::: Исходный отрывок :::
Милый друг, иль ты не видишь,

Что всё видимое нами —

Только отблеск, только тени

От незримого очами?

Милый друг, иль ты не слышишь,

Что житейский шум трескучий —

Только отклик искажённый

Торжествующих созвучий?

Милый друг, или ты не чуешь,

Что одно на целом свете —

Только то, что сердце к сердцу

Говорит в немом привете?«

А. Золотов

— 16 июня 1892 года. Знаете, вот это ощущение пространства, оно подлинное, это ощущение пространства и какая-то точка, так сказать, ты в нём. Вот это подлинное, вы это сразу чувствуете: это мастер, да, очень хорошо. Завтра я на его концерт, может быть, пойду, может, не пойду. Но когда играет Николай Луганский, я считаю, что это великий пианист из ныне сегодняшних, реально работающих, остальных я не ограничиваю никак, я очень люблю и Владимира Овчинникова, Андрея Диева, и более широкий круг...

А. Козырев

— Но вы вспомнили Рихтера, и в вашей книге «Сад Дебюсси» — замечательная книга, где вы собрали и ваши статьи, и ваши беседы, и ваши мемуары, там есть потрясающий образ, как вы идёте с Рихтером по Москве и выходите на площадь, где сейчас храм Христа Спасителя, а тогда ведь был бассейн «Москва», и Рихтер видит памятник Энгельсу, и говорит: «Вот, когда поставили памятник Стасу Владимиру Васильевичу...»
::: Исходные данные :::
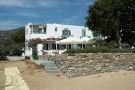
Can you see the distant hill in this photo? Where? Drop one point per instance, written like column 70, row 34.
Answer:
column 5, row 39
:::
### Что нужно сделать
**1.** Кого А. Золотов в отрывке называет великим пианистом из ныне работающих?
**2.** Изложите содержание отрывка в двух предложениях.
**3.** Выведите точный фрагмент отрывка, начиная со слов «Что всё видимое» и заканчивая словами «Торжествующих созвучий?».

### Ответы на задания
**1.** Николая Луганского.

**2.** Отрывок открывается стихотворением с обращением «милый друг»: всё видимое в нём лишь отблеск незримого, житейский шум лишь искажённый отклик торжествующих созвучий, а единственное на свете — то, что сердце говорит сердцу. Далее в беседе А. Золотов называет Николая Луганского великим пианистом, а А. Козырев вспоминает книгу «Сад Дебюсси» и описанную в ней прогулку с Рихтером по Москве.

**3.**
Что всё видимое нами —

Только отблеск, только тени

От незримого очами?

Милый друг, иль ты не слышишь,

Что житейский шум трескучий —

Только отклик искажённый

Торжествующих созвучий?